[Image location labeling entries]

________________

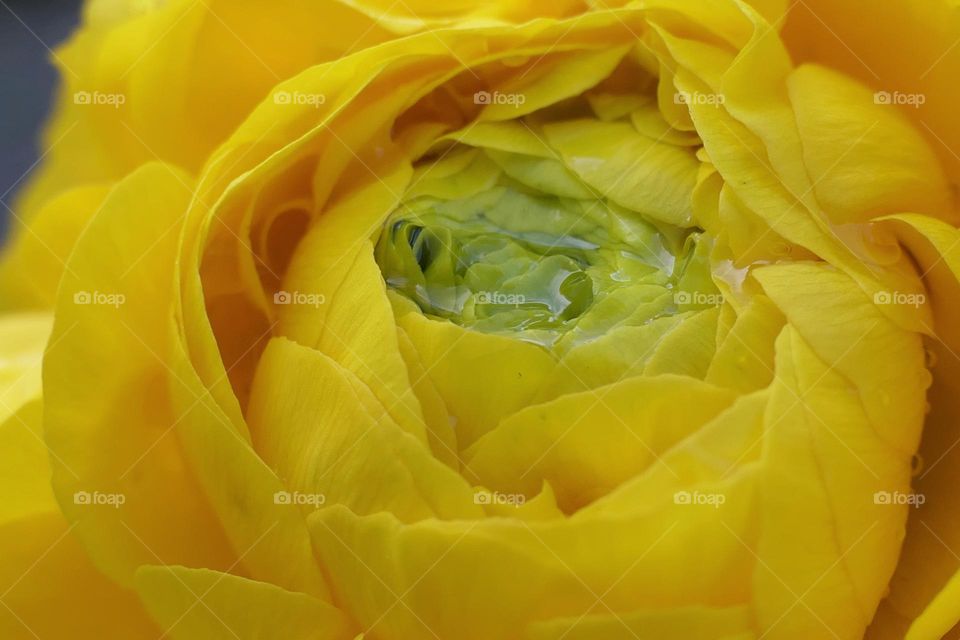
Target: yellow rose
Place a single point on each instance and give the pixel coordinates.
(640, 323)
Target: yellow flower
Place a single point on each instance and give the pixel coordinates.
(633, 323)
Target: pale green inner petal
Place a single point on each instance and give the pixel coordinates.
(508, 243)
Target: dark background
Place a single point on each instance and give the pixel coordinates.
(27, 83)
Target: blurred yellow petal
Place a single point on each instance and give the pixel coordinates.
(865, 159)
(923, 583)
(585, 444)
(51, 589)
(107, 414)
(198, 603)
(37, 251)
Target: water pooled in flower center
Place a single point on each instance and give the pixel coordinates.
(536, 266)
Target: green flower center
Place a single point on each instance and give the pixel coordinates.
(553, 270)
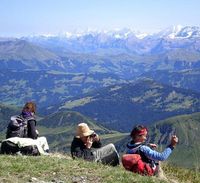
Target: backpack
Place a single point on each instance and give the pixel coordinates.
(17, 127)
(134, 163)
(8, 147)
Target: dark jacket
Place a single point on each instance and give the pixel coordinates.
(31, 125)
(78, 149)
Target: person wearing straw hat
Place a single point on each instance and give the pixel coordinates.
(87, 145)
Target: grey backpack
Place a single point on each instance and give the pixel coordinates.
(17, 127)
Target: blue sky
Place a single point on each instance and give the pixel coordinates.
(25, 17)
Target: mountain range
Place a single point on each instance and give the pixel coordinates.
(121, 106)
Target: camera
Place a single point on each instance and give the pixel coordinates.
(93, 135)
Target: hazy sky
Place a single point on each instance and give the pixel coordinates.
(25, 17)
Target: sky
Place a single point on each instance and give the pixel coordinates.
(33, 17)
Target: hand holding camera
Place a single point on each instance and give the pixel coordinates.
(174, 140)
(94, 137)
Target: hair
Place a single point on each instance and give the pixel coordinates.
(29, 107)
(137, 130)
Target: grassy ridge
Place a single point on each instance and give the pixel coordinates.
(61, 168)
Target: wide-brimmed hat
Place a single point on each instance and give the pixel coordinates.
(83, 130)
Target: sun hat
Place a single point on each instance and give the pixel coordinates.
(138, 130)
(83, 130)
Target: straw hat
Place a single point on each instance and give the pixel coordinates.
(83, 130)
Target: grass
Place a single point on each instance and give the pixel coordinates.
(21, 169)
(61, 168)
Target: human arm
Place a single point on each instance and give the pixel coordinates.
(152, 154)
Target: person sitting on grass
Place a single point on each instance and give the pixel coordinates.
(141, 157)
(87, 145)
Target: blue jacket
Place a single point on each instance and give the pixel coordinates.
(148, 152)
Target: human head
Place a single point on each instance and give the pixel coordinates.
(83, 130)
(139, 133)
(29, 107)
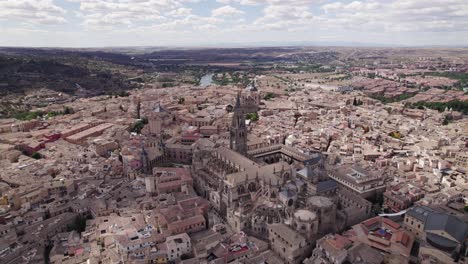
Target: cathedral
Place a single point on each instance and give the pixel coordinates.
(251, 188)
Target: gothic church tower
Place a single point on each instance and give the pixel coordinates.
(238, 130)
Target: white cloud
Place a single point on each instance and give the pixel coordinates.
(32, 11)
(228, 11)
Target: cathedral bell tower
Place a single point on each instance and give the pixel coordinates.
(238, 129)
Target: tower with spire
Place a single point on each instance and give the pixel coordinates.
(238, 129)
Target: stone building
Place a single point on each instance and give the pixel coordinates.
(291, 246)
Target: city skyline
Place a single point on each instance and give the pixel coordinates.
(103, 23)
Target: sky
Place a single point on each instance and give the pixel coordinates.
(189, 23)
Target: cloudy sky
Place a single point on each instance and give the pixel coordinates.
(98, 23)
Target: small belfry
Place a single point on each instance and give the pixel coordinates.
(238, 129)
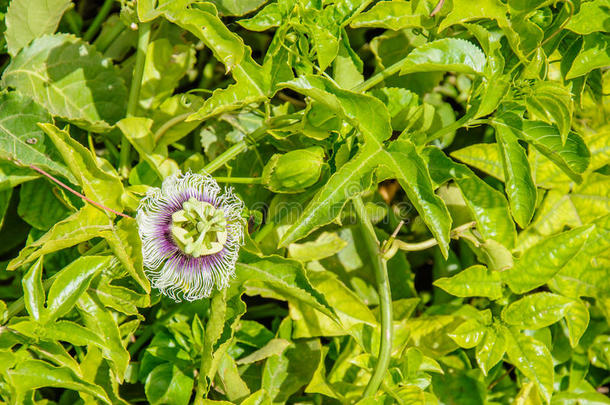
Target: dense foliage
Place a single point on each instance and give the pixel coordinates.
(455, 153)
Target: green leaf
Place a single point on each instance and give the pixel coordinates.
(351, 179)
(98, 184)
(279, 278)
(520, 186)
(351, 311)
(463, 11)
(488, 206)
(589, 18)
(540, 263)
(33, 291)
(468, 334)
(586, 273)
(352, 107)
(27, 20)
(587, 202)
(72, 281)
(533, 359)
(167, 384)
(101, 321)
(552, 103)
(79, 227)
(599, 352)
(34, 374)
(268, 17)
(475, 281)
(237, 8)
(275, 347)
(285, 374)
(40, 196)
(11, 175)
(252, 85)
(325, 245)
(536, 311)
(410, 170)
(5, 200)
(572, 156)
(117, 297)
(577, 318)
(491, 349)
(445, 55)
(168, 58)
(71, 80)
(22, 140)
(595, 53)
(482, 156)
(394, 15)
(125, 242)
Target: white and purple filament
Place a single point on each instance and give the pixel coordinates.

________________

▶ _Exercise_: In the records above, locate the line containing "Target: human head", then copy exactly that line and every line after it through the end, omitting pictures.

▶ _Problem solution_:
Target: human head
Place a single point on each instance and give the pixel coordinates.
(83, 130)
(139, 133)
(29, 107)
Target: cathedral
Place a single point on each instance and give the pixel coordinates.
(251, 188)
Target: gothic church tower
Place a single point on each instance and give the pixel coordinates.
(238, 130)
Target: white cloud
Place a single point on each instance and give the pixel coordinates.
(32, 11)
(228, 11)
Target: cathedral bell tower
Place a single point on each instance and give the pixel coordinates.
(238, 129)
Target: tower with spire
Place a single point on each instance and give the pixel coordinates.
(238, 129)
Target: stone building
Place a single point on each instance and give the pixel coordinates.
(291, 246)
Target: city skyline
Place a single point on each instance and give the pixel coordinates.
(103, 23)
Target: sky
Place a single point on each instance and give the pixel coordinates.
(189, 23)
Target: cloudy sky
Place a single point on each instance and give the pixel coordinates.
(98, 23)
Target: small belfry
Place a single point on each instance and give the pixel coordinates.
(238, 129)
Target: dense foliage
Place a single point on each instance and give the pixel coordinates.
(455, 153)
Target: green leaf
Place a single point on each instance and give the pixel coordinates.
(351, 179)
(98, 184)
(279, 278)
(520, 186)
(351, 311)
(463, 11)
(488, 206)
(589, 18)
(540, 263)
(33, 291)
(468, 334)
(586, 273)
(352, 107)
(27, 20)
(587, 202)
(72, 281)
(533, 359)
(167, 384)
(101, 321)
(552, 103)
(79, 227)
(599, 352)
(34, 374)
(268, 17)
(475, 281)
(237, 8)
(275, 347)
(285, 374)
(40, 196)
(11, 175)
(252, 85)
(325, 245)
(536, 311)
(410, 170)
(5, 200)
(572, 156)
(117, 297)
(577, 318)
(491, 349)
(445, 55)
(168, 58)
(71, 80)
(22, 140)
(595, 53)
(482, 156)
(394, 15)
(125, 242)
Target: white and purple filament
Place a single point on each instance and give the pixel coordinates.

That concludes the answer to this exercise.